## Page excerpt
As of November I’ll have been sober for five years. I credit my sobriety to many things; Alcoholics Anonymous is what got me on the right track, and I’m forever grateful for it and the people in it, but it’s not the only thing that has kept me sober, kept me strong.
I had a wonderful therapist, supportive family and friends, a very wise sponsor, my own willpower, and I truly believe that writing about my journey in recovery – owning my disease and wearing it like I would my job, my asthma or any other thing that makes me me – helped me stay strong and get comfortable with my new reality and routine.
Like a healthy diet, recovery is about balance. (And no, I’m not a doctor, or an expert, or someone with 25 years of sobriety. But I have an opinion.) Sometimes we need more iron, other times calls for a surge of Vitamin C, but on a daily basis, if we keep our plates colourful and eat 3x a day, then we’re probably getting the nutrients we need.
In dealing with my alcoholism and its underlying issues, there are times when I absolutely need a meeting. There are other times when a good walk in the fresh air will do the trick, and other times when I could benefit from sixty minutes spewing my mental clutter to a medical professional. Many would not agree with my somewhat relaxed approach to health and wellness, but it has served me well thus far. And that’s not to say it would work for you, but I believe in discussing the fact that therapy and healing looks different for everyone. There are infinite possibilities when it comes to creating a circle of support, and it’s all about finding the combination that works for you.

## Records provided
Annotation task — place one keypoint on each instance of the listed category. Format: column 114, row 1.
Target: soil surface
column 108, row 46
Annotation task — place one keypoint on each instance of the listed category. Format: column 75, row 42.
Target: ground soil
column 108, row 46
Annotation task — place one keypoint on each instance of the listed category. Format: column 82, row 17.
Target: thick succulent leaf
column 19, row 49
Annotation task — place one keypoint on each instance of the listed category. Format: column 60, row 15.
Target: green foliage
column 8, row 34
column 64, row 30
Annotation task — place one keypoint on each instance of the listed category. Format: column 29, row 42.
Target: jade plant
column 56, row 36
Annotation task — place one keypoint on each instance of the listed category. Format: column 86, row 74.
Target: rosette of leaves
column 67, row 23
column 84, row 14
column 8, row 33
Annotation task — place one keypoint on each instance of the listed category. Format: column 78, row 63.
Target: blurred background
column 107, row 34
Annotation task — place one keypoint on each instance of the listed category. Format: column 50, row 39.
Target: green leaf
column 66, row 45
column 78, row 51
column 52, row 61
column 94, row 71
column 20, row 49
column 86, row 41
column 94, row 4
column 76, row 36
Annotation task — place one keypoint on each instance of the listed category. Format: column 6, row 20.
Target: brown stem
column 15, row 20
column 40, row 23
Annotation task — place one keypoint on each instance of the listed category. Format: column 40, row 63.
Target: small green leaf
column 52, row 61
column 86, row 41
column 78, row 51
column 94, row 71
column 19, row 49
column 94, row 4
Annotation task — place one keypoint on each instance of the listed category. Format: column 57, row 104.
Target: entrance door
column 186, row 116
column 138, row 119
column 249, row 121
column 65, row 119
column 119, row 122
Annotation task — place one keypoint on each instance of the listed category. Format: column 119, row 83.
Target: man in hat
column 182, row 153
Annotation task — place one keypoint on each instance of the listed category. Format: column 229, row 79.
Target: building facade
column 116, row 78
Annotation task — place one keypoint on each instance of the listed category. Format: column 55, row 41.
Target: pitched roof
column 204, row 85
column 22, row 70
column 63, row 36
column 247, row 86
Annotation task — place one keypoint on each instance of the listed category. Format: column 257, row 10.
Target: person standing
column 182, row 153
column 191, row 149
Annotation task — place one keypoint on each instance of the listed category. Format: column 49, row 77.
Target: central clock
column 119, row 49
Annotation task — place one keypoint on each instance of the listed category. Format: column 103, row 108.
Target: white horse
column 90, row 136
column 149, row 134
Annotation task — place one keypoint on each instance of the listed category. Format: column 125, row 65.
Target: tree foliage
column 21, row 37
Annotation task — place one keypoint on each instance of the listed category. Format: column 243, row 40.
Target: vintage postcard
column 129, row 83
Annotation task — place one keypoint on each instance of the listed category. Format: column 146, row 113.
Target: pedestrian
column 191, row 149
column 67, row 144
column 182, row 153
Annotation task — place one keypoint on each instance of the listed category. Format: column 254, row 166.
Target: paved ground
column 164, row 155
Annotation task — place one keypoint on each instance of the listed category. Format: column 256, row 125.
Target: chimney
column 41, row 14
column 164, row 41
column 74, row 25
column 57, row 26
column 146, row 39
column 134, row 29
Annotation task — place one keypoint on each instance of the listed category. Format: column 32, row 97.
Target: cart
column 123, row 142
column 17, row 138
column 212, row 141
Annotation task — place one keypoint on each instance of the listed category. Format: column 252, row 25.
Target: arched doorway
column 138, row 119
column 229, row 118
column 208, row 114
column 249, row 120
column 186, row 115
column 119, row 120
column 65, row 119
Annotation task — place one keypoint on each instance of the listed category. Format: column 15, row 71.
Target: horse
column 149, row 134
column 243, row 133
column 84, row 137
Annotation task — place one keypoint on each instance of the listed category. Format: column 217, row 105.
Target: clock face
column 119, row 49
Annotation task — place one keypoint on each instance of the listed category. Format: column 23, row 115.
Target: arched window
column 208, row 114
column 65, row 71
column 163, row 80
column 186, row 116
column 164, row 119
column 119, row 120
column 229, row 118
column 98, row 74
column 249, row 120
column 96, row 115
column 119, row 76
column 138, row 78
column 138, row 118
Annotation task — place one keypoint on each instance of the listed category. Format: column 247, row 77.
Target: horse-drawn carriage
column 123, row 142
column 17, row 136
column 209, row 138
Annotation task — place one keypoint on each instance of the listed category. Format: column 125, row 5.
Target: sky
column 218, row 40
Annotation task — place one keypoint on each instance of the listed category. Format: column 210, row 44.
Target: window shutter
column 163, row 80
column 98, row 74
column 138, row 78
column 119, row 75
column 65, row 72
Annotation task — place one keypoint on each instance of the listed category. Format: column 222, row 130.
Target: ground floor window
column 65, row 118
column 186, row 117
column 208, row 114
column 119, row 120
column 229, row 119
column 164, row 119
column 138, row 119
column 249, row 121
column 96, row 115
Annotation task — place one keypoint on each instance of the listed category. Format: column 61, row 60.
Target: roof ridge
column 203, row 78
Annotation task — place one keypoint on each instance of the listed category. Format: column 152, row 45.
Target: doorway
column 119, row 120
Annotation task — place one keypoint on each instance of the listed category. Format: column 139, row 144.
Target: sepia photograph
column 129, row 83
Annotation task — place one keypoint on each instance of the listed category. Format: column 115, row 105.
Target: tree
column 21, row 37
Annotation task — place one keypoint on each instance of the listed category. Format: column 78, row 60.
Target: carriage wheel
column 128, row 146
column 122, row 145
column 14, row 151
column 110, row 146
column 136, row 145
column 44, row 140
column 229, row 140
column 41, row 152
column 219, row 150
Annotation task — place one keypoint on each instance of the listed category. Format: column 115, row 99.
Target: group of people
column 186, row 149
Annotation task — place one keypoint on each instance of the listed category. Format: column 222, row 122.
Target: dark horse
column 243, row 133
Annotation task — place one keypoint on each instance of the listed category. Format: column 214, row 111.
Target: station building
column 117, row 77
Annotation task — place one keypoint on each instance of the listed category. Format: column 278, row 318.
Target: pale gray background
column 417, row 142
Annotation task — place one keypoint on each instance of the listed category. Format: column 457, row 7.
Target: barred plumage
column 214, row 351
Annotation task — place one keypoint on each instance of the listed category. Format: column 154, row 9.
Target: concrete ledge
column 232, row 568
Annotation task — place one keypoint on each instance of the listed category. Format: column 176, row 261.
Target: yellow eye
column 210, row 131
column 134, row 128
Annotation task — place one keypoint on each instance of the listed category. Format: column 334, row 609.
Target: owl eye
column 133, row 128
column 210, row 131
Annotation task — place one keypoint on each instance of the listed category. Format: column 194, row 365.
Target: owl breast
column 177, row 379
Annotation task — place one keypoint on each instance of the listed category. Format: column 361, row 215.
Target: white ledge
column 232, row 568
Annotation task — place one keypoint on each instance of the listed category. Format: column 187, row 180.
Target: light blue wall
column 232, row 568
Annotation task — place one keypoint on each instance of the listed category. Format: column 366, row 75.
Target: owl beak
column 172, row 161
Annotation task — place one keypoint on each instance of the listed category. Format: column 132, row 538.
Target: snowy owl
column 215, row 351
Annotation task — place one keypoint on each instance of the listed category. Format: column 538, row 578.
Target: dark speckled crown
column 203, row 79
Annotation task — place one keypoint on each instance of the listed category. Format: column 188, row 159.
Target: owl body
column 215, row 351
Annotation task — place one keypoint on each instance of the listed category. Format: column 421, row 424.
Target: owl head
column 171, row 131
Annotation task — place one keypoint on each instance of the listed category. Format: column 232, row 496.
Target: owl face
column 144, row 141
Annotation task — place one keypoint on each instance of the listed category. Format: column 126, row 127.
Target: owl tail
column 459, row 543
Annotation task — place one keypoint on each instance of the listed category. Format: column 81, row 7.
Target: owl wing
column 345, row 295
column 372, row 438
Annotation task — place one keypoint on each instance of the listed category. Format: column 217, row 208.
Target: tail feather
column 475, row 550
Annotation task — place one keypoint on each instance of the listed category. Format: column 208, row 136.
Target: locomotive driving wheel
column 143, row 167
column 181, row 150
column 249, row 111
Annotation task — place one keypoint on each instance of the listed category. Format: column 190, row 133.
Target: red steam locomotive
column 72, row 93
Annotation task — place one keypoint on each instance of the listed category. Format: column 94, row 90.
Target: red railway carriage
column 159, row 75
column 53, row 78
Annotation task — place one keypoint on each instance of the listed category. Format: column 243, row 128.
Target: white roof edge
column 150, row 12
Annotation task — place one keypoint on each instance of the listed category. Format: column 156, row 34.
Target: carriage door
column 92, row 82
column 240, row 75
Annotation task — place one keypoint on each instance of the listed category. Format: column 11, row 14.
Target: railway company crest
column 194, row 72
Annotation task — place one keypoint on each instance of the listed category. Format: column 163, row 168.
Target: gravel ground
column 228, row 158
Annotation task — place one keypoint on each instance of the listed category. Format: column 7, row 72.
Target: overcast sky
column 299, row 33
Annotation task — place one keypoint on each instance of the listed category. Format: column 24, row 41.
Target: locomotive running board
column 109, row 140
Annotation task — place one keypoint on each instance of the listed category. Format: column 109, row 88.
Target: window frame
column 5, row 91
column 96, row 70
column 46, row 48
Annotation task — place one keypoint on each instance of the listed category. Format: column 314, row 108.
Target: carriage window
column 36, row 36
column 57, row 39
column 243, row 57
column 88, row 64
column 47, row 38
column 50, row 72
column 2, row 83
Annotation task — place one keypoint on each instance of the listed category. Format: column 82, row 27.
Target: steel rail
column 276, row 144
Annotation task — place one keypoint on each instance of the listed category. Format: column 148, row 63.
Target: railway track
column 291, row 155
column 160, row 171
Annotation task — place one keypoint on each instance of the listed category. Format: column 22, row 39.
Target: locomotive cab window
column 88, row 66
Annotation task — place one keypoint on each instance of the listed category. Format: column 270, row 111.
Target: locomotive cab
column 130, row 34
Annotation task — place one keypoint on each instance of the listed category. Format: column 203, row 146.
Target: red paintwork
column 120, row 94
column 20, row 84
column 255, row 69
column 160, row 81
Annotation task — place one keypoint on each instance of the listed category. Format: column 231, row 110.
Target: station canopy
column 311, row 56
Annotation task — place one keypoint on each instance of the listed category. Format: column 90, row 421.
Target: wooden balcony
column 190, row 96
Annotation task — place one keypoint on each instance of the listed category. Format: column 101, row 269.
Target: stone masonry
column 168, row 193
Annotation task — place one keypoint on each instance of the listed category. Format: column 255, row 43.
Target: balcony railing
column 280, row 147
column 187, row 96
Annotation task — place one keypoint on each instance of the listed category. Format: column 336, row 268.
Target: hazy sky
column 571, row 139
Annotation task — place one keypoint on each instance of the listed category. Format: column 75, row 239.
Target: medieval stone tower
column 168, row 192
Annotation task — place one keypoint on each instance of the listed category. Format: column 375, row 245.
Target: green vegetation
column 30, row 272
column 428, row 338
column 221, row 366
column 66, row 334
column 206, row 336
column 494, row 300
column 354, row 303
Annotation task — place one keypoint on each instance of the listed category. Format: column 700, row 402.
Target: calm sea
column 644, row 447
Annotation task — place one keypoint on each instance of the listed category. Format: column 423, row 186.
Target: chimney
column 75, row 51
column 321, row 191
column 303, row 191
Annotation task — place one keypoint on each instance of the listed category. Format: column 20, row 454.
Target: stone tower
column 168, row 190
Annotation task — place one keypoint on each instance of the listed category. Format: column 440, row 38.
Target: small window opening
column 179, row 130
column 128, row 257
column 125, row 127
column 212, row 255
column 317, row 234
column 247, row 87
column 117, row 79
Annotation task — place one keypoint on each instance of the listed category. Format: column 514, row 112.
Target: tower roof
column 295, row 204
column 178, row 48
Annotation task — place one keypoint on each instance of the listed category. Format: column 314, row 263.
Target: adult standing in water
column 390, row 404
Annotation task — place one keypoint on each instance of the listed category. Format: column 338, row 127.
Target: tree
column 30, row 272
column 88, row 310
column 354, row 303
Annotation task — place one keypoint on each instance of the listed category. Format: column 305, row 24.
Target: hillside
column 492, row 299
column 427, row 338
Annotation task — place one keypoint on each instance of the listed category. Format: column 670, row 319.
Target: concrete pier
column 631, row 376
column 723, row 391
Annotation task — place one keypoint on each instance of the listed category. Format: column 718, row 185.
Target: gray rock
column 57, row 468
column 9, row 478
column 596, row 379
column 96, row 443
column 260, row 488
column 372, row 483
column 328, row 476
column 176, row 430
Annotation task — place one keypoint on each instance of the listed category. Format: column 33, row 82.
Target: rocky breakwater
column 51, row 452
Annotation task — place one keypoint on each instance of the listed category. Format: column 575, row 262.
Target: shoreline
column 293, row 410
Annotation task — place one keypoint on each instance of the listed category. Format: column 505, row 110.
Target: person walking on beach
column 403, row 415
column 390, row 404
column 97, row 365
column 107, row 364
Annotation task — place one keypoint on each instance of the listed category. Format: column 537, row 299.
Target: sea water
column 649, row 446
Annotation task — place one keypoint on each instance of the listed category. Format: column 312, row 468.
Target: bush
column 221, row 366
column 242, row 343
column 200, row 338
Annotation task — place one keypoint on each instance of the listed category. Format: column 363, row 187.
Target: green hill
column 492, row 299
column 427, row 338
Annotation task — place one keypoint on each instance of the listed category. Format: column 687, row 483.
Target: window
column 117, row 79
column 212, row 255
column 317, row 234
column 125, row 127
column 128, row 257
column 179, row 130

## Activity list
• a. Answer these from the essay on recovery from alcoholism:
(i) How long will the writer have been sober as of November?
(ii) What does the writer compare recovery to, and what do the two share?
(iii) Besides a meeting, what two things does the writer say can help at other times?
• b. Continue the essay on recovery from alcoholism, picking up after its last sentence.

## Written responses
• a.
(i) Five years.
(ii) A healthy diet; both are about balance.
(iii) A good walk in the fresh air, or sixty minutes spent talking through mental clutter with a medical professional.

• b.
Given my philosophy, I was quite intrigued about Helix Healthcare, a centre in Toronto (now with two locations) that is rooted in a similar philosophy. Founded by addicts (but not just addicts, because no one is ever just an addict. They are 10, 000 other things! Let’s say: forward-thinking, intelligent individuals who have experienced addiction issues), Helix combines a balanced approach to recovery, creating a program that addresses both mental and physical wellness through personalized care. They are not a substitute for a 12-step program (many of the patients are in 12-step recovery), nor are they a substitute for your physician, but they do offer open-minded therapy for addicts and anyone who could benefit.
Since I know a lot of addicts, alcoholics, and people who are dealing with anxiety, PTSD, loss, and grief, I thought I’d dig a little deeper and find out more about this centre that is doing things very differently than most in Toronto. Below are some questions I asked Clinical Director and Co-Founder Jesse Hanson.
What made you decide to start Helix?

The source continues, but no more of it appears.